> Consegna: Continua il testo sulla zona Cesarini, riprendendo subito dopo la sua ultima frase.

Cesarini ha modificato il linguaggio degli italiani per sempre. L’espressione, che indica qualcosa che accade in extremis, ha una data di nascita. Il 13 dicembre 1931 a Torino si gioca Italia-Ungheria per la Coppa Internazionale: la partita è decisa dal 3-2 di Cesarini che diventò il primo giocatore azzurro della storia del calcio a segnare al 90esimo. La settimana successiva, in occasione della rete dell’Ambrosiana contro la Roma allo scadere, il giornalista Eugenio Danese scrisse che quel gol era un “caso Cesarini”. Il gioco era fatto: un minuto e il tuo cognome è una firma sull’eternità.
Segnare sul finale è come stappare una bottiglia di buon vino. Non è soltanto il gesto necessario ad aprirla. Parliamo di qualcosa di molto simile a un rito, è un'azione esatta e meticolosa, un'arte. Si "cavano i tappi" per liberare la gioia di vivere. A quei gol si gode perché tutte le emozioni provate nei minuti precedenti si condensano in un istante, in una sorta di deflagrazione mentale, fisica e vocale. La zona Cesarini è una scheggia impazzita nell’ordine naturale delle cose: porta chi segna dall’inferno al paradiso, chi perde ad una frattura temporale senza rimedio col cuore che si ferma di colpo insieme al pallone adagiato nella rete.

> Estratti dei dati:

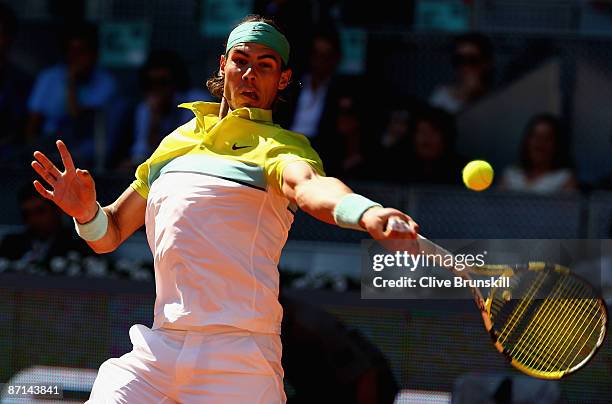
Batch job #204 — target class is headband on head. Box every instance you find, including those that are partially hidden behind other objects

...

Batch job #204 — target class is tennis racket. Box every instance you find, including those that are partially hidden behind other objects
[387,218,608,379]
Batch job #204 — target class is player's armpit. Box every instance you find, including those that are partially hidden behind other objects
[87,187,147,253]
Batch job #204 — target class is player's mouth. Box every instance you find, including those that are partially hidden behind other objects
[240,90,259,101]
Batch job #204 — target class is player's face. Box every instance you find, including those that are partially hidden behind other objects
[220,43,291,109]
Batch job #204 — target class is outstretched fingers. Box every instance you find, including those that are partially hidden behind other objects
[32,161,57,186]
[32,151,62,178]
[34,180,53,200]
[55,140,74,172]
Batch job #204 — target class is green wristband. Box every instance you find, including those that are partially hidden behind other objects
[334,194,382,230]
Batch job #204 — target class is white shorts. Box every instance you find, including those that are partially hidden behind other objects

> Esito esercizio:
I giocatori e i tifosi della Juventus ultimamente conoscono bene queste sensazioni. Sanno cadere e rialzarsi. E quando lo fanno distillando gocce di gioia dagli ultimi giri di lancette, è l’emozione più radicale, inaudita e speciale che ci possa essere. Napoli-Juventus non è mai una partita come le altre. Soprattutto quella di stasera, con i partenopei lanciati a mille e i bianconeri tornati inaspettatamente in corsa dopo una striscia positiva francamente inimmaginabile, dalla quale, con buona pace di Roberto Saviano e dei suoi timori "che si metta in moto la grande macchina che spinge le squadre del Nord", ci mancano i 2 punti con la Salernitana per quella rete annullata, ça va sans dire, proprio in quel momento là.
A proposito: visto che dalle parti del Vesuvio la scaramanzia conta ancora qualcosa, Cesarini esordì in maglia bianconera proprio a Napoli il 23 marzo 1930. Vuoi che proprio stasera non gli venga voglia di buttare l’occhio sul Maradona? Oggi poi è pure il mio compleanno. Vincere di corto-muso in zona Cesarini sarebbe un regalo più che perfetto.